Halifax Regional Municipality is in the middle of a municipal election, and it’s also in the middle of a period of transformative change. The effects of COVID-19, of course, loom large for Halifax, and indeed for municipalities across the country. Yet the foundations of life in Halifax were shifting long before the pandemic upended the status-quo. Hurricane Dorian was yet another reminder that we are enmeshed in a global climate catastrophe that we cannot ignore; rental prices in the municipality rose faster than anywhere else in North America over the past year; and the city is at the heart of debates about policing and the perpetual injustices that the police visit upon Black and Mi’kmaq residents.

= REQUIREMENT =
Repeat the passage on Halifax word for word, from "Halifax Regional Municipality" up to and including "and Mi’kmaq residents.". The lines aren't needed for anything here.

= SUPPLIED MATERIAL =
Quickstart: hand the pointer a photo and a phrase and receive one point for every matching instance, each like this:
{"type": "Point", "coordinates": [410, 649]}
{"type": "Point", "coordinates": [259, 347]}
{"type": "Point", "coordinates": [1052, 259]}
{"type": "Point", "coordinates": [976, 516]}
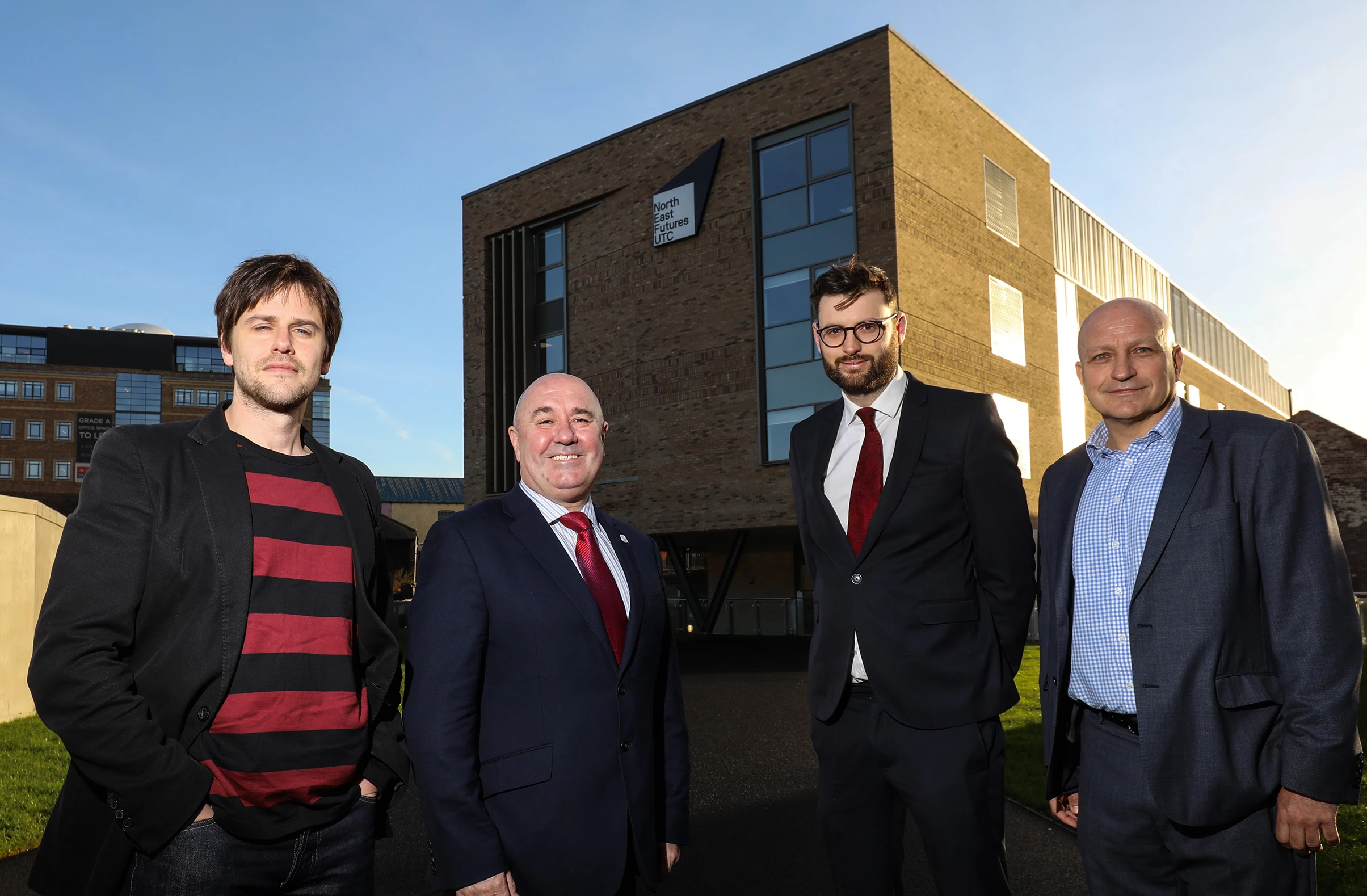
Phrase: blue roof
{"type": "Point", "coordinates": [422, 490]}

---

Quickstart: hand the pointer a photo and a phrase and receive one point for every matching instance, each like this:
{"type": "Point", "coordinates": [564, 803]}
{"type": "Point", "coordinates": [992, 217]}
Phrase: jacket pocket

= SOLVED PROBLEM =
Halifax Regional Municipality is in the middle of a municipal election, and it’s also in the middle of a period of transformative change. The effects of COVID-19, of course, loom large for Halifax, and indeed for municipalities across the country. Yet the foundations of life in Halifax were shifting long before the pandemic upended the status-quo. Hurricane Dorian was yet another reminder that we are enmeshed in a global climate catastrophe that we cannot ignore; rental prices in the municipality rose faster than anywhere else in North America over the past year; and the city is at the heart of debates about policing and the perpetual injustices that the police visit upon Black and Mi’kmaq residents.